* Start Information provided *

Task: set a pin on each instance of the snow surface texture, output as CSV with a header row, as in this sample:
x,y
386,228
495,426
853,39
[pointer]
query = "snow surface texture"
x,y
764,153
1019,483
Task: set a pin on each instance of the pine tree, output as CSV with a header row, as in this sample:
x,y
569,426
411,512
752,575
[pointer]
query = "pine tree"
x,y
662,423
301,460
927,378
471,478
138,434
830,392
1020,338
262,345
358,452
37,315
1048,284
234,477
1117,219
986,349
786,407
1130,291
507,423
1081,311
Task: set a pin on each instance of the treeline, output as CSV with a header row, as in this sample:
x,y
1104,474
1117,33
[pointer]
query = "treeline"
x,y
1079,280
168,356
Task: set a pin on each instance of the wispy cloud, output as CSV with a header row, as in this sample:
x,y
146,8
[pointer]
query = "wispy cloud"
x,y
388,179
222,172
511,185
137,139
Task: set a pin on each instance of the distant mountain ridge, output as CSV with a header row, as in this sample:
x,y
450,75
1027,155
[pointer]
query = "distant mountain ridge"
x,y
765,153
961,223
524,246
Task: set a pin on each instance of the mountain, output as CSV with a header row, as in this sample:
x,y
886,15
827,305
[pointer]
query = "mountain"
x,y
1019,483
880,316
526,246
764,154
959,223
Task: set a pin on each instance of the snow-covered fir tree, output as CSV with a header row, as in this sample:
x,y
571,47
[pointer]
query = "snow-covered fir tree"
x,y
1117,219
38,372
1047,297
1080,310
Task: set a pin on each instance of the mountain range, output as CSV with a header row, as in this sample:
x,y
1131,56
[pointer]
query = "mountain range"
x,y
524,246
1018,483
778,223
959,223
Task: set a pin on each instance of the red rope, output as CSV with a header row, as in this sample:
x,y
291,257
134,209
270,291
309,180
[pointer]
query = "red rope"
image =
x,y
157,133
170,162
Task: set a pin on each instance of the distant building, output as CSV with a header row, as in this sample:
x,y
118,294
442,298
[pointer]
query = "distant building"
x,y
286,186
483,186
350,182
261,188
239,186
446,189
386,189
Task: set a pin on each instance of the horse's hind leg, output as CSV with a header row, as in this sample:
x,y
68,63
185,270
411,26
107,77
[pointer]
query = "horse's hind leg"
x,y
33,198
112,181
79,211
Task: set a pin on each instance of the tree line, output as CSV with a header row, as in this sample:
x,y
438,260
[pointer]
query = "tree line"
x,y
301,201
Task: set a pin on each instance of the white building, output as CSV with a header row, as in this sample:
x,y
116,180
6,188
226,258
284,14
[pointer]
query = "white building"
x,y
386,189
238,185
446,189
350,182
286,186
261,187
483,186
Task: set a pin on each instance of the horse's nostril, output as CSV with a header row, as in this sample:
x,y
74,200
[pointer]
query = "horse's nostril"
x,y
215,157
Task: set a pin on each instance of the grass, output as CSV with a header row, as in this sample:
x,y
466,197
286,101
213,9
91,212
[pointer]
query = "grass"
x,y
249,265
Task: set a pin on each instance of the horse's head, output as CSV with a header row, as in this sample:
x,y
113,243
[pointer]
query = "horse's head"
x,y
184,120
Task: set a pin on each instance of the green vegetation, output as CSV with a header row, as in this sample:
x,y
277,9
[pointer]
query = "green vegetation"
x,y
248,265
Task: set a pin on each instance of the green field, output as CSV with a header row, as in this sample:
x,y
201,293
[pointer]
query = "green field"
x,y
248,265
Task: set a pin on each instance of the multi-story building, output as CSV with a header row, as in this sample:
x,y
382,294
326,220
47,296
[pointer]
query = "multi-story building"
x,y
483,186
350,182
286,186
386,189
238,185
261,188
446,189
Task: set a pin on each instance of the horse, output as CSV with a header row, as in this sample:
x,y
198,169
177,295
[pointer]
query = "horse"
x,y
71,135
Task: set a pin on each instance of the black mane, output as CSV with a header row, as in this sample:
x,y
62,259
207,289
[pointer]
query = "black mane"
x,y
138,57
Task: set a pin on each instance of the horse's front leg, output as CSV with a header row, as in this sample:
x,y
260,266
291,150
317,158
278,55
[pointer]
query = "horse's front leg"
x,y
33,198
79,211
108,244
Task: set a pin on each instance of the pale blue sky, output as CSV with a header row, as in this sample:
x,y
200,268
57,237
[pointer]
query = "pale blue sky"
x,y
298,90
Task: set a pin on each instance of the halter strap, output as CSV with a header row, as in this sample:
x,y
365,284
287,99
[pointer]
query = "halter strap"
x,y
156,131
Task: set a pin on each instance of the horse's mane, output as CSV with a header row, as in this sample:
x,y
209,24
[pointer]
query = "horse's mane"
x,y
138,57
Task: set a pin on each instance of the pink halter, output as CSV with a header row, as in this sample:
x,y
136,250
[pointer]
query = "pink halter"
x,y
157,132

* End Information provided *

Quote every record above exactly.

### Expected answer
Task: set a pin on each instance of the snow surface texture, output as CSV with a header row, as in this sample:
x,y
386,228
495,426
853,39
[pointer]
query = "snow surface texture"
x,y
764,153
1019,483
Task: set a pin on each instance of the pine tree, output as CSV with a header row, as in this sample:
x,y
569,426
411,512
752,575
[pointer]
query = "pine tree"
x,y
662,423
301,460
927,378
471,478
138,434
830,392
1020,338
262,345
358,452
37,315
1048,284
234,477
1117,219
986,349
786,407
1130,291
507,423
1081,311
Task: set a pin on each instance of the treeline, output as CSV with a header row, as in this sample:
x,y
1104,474
1117,33
[pointer]
query = "treeline"
x,y
1079,280
168,356
Task: set a pin on each instance of the wispy cloud, output as CSV with a header row, as in this sample:
x,y
146,8
[pointer]
query = "wispy cloud"
x,y
388,179
222,172
511,185
137,139
Task: set a pin on each instance of the distant mountain ridge, output as CSV with a header row, as in this sample:
x,y
450,75
1027,155
[pointer]
query = "distant mountain ridge"
x,y
765,153
961,223
524,246
Task: set a pin on each instance of the mountain, output as CSV with a header row, as in this sample:
x,y
886,15
827,305
[pointer]
query = "mountain"
x,y
1019,483
880,316
526,246
764,154
959,223
Task: set a pin on each instance of the snow-covered fir tree, output as CSV with a header row, as in this sample:
x,y
571,47
[pointer]
query = "snow-covered fir tree"
x,y
1117,219
38,372
1047,297
1080,310
Task: set a pin on each instance of the mountain range, output as CSV with a header row, as in this sample:
x,y
1131,56
[pointer]
query = "mountain range"
x,y
524,246
1018,483
778,223
959,223
Task: set a pin on each instance of the red rope, output as CSV with a header row, as in this sample:
x,y
291,257
134,209
270,291
309,180
[pointer]
query = "red rope"
image =
x,y
157,133
170,162
Task: set a pin on each instance of the distant building, output as CSV with a header row, as in this sample:
x,y
118,294
442,298
[pointer]
query = "distant building"
x,y
286,186
483,186
350,182
261,188
239,186
446,189
386,189
Task: set a pin on each instance of the horse's hind leg, output as CSV with a header row, as in this sample:
x,y
68,63
185,270
411,26
107,77
[pointer]
query = "horse's hind leg"
x,y
33,198
112,181
79,211
Task: set a pin on each instance of the tree line, output as CSV with a header row, as in this sample:
x,y
438,260
[pointer]
query = "tree line"
x,y
301,201
Task: set a pin on each instance of the white building, output as CSV with a header row, as in this sample:
x,y
116,180
6,188
226,258
284,14
[pointer]
query = "white building"
x,y
386,189
238,185
446,189
350,182
286,186
261,187
483,186
Task: set a pin on each instance of the horse's nostril, output as CSV with a header row, as in this sample:
x,y
74,200
[pointer]
query = "horse's nostril"
x,y
215,157
Task: set a pin on each instance of the grass, output as CSV with a header row, as in this sample:
x,y
466,197
286,101
213,9
91,212
[pointer]
query = "grass"
x,y
249,265
Task: set a pin on each instance of the horse's head, output as CSV with a header row, as in this sample:
x,y
113,243
[pointer]
query = "horse's head"
x,y
184,120
Task: set a pin on each instance of the green vegetation, output as CSV with a header row, as in this sample:
x,y
277,9
[pointer]
query = "green vegetation"
x,y
248,265
Task: set a pin on each instance of the green field, output as CSV with a header row, as in this sample:
x,y
201,293
[pointer]
query = "green field"
x,y
248,265
Task: set a pin on each instance of the multi-story building, output as CSV with a header row, as in this sample:
x,y
382,294
326,220
47,296
[pointer]
query = "multi-story building"
x,y
483,186
350,182
286,186
386,189
238,185
261,188
446,189
Task: set a pin on each instance of the horse, output as CSV with a header row, as in this sample:
x,y
198,169
177,295
[pointer]
query = "horse"
x,y
71,135
Task: set a pin on each instance of the black mane, output as CSV with a header row, as in this sample:
x,y
62,259
207,289
[pointer]
query = "black mane"
x,y
138,57
Task: set a pin on each instance of the horse's front leg, output as CSV with a header row, as in this sample:
x,y
260,266
291,150
317,158
278,55
[pointer]
query = "horse's front leg"
x,y
33,198
79,211
108,244
Task: set a pin on each instance of the pale blue sky, output as CSV with a header row, as in this sample:
x,y
200,268
57,237
[pointer]
query = "pale blue sky"
x,y
298,90
Task: set a pin on each instance of the halter strap, output as CSV with a header row, as in this sample:
x,y
365,284
287,99
[pointer]
query = "halter strap"
x,y
156,131
Task: set a pin on each instance of the horse's mane, output as CSV with a header row, as in this sample:
x,y
209,24
[pointer]
query = "horse's mane"
x,y
138,57
Task: set a pin on each instance of the pink halter, output as CSV with a header row, as in this sample:
x,y
136,250
[pointer]
query = "pink halter"
x,y
157,132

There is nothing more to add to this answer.